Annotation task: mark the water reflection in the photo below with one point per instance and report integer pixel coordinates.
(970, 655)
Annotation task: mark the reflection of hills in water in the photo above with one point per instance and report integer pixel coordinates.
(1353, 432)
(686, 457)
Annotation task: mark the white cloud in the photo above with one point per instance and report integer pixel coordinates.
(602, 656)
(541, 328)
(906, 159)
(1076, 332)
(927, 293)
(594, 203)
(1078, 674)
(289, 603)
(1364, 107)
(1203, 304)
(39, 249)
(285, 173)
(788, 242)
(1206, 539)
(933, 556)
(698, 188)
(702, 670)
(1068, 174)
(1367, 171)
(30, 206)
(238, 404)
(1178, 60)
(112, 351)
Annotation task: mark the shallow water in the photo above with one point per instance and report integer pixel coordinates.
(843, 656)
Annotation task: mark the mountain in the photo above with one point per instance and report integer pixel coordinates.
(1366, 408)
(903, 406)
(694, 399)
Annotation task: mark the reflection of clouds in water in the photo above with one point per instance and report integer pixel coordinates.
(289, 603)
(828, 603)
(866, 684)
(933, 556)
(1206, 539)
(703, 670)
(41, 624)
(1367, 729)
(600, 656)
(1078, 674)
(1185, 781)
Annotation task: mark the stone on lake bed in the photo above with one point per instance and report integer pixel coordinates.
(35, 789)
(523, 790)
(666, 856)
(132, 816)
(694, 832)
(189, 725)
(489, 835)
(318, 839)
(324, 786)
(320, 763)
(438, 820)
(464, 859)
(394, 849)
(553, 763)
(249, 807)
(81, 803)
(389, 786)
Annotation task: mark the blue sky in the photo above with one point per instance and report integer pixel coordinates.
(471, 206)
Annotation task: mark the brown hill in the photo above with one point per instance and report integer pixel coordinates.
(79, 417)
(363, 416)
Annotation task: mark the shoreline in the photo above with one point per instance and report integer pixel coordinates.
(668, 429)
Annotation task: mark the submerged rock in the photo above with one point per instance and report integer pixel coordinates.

──────────────────────────────

Exercise requirements
Every record above is to be written out exactly.

Reply
Annotation task: mark the water reflection in the photo below with one point per instance and report integer pixel coordinates.
(970, 655)
Annotation task: mark the reflection of hills in water in the photo above with one point per instance and report integer pixel coordinates.
(1353, 432)
(686, 457)
Annotation task: mark the white cloud in the photo above with one point per instance and report integer pixel coordinates.
(602, 656)
(541, 328)
(906, 159)
(1076, 332)
(927, 293)
(594, 203)
(1078, 674)
(289, 603)
(1364, 107)
(1203, 304)
(39, 249)
(285, 173)
(788, 242)
(1206, 539)
(933, 556)
(698, 188)
(702, 670)
(1068, 174)
(1367, 171)
(30, 206)
(238, 404)
(1178, 60)
(112, 351)
Annotation task: mark the shallow water in the photo above with one point per instance and report integer pixel coordinates.
(843, 656)
Annotation task: mark the mountain in the photo above with one point per instance and report integer pixel coordinates.
(1366, 408)
(903, 406)
(694, 399)
Annotation task: mark the reflection of clouds in water in the photo above with one point per instance and report integer pixel coordinates.
(289, 603)
(828, 603)
(866, 684)
(933, 556)
(1206, 539)
(703, 670)
(41, 624)
(1367, 729)
(600, 656)
(1078, 674)
(1185, 781)
Annotation task: mark the stone on lake bed in the photo above with one point per instance and report integer pixel coordinates.
(35, 789)
(523, 790)
(666, 856)
(132, 816)
(694, 832)
(189, 725)
(489, 835)
(318, 839)
(324, 786)
(320, 763)
(438, 820)
(464, 859)
(394, 849)
(553, 763)
(249, 807)
(81, 803)
(389, 786)
Annotation task: mark the blue sky in the photo above with one point per instance and report integer pixel coordinates.
(471, 206)
Annotation task: mark the brown hill in the photo above with one point per instance and report integer pixel coordinates.
(79, 417)
(363, 416)
Annotation task: mark the shoreline in the photo above with one point per instance and report integer pixel coordinates.
(668, 429)
Annotation task: mark the submerged rock in the photo above with one point per instance and report integer pixel coordinates.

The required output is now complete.